What you have to do
Repeat the passage on haggling for carpets in Marrakesh, starting with "Haggling is a" and going on through "and similar variations.", but swap "mint tea" for "sweet coffee".

Article
* START *
Marrakesh is hardcore and one of the worst places in Morocco to buy a carpet. It’s a tourist mecca, resulting in a higher price to fleecing ratio. But since most first time visitors go to Marrakesh during some point of their trip I’ll focus on it. It’s the extreme. If you can haggle successfully there you can haggle anywhere.
Upon entering any carpet shop you will be offered a warm welcome and asked a series of questions, disguised as small talk, which are used to calculate how high your starting price will be. The carpet merchant, like any good salesman, is qualifying your spending potential. Here are some of the typical questions and a translation of their underlying meaning:
Where are you from? If you are from North America, Japan, Western Europe, The U.K. and Australia the starting price will be higher.
Have you been to Morocco/Marrakesh before? If you say no, the price goes up.
How long have you been in Marrakesh? The less time the higher the price.
How long have you been in Morocco? Same as above.
Haggling is a dance that requires time, patience and humor. You can easily spend a few hours from start to finish buying a carpet. During this time a plethora will be deftly unfolded and placed before you on the floor. There will be mint tea to drink. After a significant array has been displayed the process of elimination begins. Naturally don’t be overly enthusiastic when you’ve found something you like. While carpets you have given the thumbs down to are taken away expect to hear, “ Tell me which one you like, you are my first customer of the day so I’ll give you a special price and it will bring me good luck,” and similar variations.
* END *
Collected material
* START *
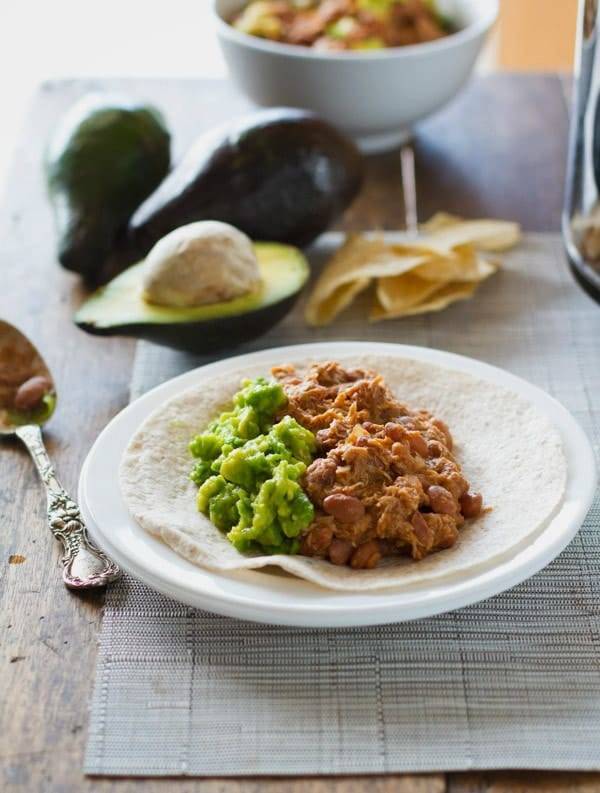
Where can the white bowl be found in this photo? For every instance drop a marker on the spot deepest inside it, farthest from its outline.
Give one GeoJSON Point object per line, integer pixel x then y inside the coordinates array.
{"type": "Point", "coordinates": [375, 96]}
* END *
Response
Haggling is a dance that requires time, patience and humor. You can easily spend a few hours from start to finish buying a carpet. During this time a plethora will be deftly unfolded and placed before you on the floor. There will be sweet coffee to drink. After a significant array has been displayed the process of elimination begins. Naturally don’t be overly enthusiastic when you’ve found something you like. While carpets you have given the thumbs down to are taken away expect to hear, “ Tell me which one you like, you are my first customer of the day so I’ll give you a special price and it will bring me good luck,” and similar variations.